::: Excerpted passage :::

Tributes to Departing Senatorsby Senator Robert P. Casey, Jr.
Posted on 2014-12-12
CASEY. Madam President, I wanted to speak today about Senator
Carl Levin and his years of service to the Senate and the people of
Michigan. Senator Levin has served 36 years and is Michigan's longest
John F. Kennedy once said that ``leadership and learning are indispensable to each other.'' Senator Levin's time here has been an illustration of that statement, and I have experienced this firsthand ever since I arrived in the Senate in 2007 and sought his guidance on difficult issues like the war in Iraq. He is one of the best informed and knowledgeable members of the Senate.

::: Given information :::

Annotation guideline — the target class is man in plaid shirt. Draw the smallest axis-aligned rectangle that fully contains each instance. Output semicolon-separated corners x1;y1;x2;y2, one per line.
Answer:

:::

§ **Brief 1**:
List every person the tribute names by name.
§ **Brief 2**:
Summarize the tribute to Senator Carl Levin in two sentences.

§ **Response box 1**:
Robert P. Casey, Jr.
Carl Levin
John F. Kennedy

§ **Response box 2**:
Senator Casey speaks about Senator Carl Levin's 36 years of service to the Senate and the people of Michigan. Quoting John F. Kennedy's remark that leadership and learning are indispensable to each other, he says Levin's time in the Senate illustrates it, recalls seeking Levin's guidance on issues like the war in Iraq after arriving in 2007, and calls him one of the Senate's best informed and most knowledgeable members.